## Exercise directions
Find the word "branch" in the records below. List each line containing it.

## Data supplied
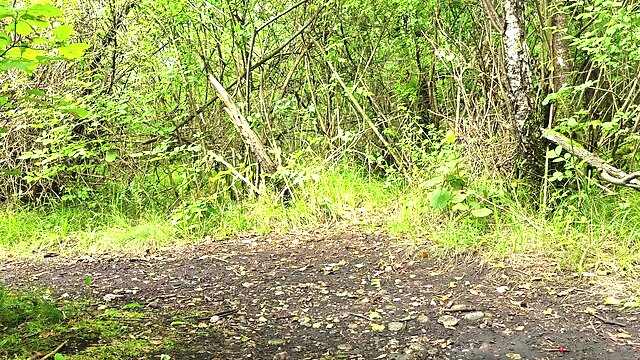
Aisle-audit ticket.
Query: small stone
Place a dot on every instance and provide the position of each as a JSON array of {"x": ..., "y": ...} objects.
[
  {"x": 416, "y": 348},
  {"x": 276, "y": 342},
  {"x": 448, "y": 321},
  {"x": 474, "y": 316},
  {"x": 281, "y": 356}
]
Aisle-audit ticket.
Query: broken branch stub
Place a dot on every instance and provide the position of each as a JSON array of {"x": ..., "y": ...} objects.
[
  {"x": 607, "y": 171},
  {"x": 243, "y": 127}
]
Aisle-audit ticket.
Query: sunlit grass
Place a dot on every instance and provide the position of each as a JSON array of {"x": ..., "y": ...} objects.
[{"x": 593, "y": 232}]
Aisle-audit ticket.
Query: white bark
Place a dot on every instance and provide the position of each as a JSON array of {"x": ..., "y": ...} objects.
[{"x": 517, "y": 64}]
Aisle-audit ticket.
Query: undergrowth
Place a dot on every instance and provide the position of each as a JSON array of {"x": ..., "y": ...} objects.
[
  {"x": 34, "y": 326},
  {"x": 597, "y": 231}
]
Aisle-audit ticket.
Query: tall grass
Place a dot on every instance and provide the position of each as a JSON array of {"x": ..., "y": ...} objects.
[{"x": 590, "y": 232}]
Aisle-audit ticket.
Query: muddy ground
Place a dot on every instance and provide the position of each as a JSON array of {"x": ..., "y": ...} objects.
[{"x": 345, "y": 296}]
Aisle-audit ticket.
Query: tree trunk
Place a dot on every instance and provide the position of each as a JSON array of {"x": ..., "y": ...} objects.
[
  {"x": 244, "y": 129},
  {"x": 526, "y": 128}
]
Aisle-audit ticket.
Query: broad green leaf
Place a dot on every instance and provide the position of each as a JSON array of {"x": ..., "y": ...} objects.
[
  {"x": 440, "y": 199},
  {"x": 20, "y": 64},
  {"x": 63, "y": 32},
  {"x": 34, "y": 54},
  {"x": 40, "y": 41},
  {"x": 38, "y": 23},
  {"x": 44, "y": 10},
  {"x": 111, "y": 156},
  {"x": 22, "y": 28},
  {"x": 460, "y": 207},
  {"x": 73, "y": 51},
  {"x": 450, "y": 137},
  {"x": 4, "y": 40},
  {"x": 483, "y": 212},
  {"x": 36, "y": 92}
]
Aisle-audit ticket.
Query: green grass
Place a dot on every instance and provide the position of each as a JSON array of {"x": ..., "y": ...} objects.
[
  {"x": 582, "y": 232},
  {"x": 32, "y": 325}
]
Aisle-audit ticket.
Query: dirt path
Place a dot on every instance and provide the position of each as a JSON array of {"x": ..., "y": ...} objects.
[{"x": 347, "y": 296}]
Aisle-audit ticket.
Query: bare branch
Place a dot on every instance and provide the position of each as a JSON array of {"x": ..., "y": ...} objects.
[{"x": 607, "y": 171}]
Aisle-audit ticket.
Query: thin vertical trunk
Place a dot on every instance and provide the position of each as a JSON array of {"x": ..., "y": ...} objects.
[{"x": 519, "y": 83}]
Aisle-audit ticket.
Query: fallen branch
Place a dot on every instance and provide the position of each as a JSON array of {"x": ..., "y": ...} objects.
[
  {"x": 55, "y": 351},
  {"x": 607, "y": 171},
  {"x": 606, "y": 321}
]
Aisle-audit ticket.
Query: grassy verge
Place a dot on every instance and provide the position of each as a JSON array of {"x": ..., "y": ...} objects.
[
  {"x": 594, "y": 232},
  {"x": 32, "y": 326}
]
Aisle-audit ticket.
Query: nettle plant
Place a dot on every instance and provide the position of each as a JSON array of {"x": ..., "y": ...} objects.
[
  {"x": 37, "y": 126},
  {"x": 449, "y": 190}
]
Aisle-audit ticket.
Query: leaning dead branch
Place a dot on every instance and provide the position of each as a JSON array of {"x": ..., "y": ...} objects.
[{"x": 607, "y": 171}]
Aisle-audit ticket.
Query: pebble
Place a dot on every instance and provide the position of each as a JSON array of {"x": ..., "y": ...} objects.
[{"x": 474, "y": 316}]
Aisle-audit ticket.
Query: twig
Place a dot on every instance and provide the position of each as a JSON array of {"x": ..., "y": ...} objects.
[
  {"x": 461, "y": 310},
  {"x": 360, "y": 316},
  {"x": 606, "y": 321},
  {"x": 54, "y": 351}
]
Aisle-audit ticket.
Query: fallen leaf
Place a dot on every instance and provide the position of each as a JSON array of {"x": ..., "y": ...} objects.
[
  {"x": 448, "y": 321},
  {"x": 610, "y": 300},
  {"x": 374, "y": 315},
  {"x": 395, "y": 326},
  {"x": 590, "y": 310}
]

## Exercise response
Query: broken branch stub
Query: bare branch
Query: fallen branch
Query: leaning dead branch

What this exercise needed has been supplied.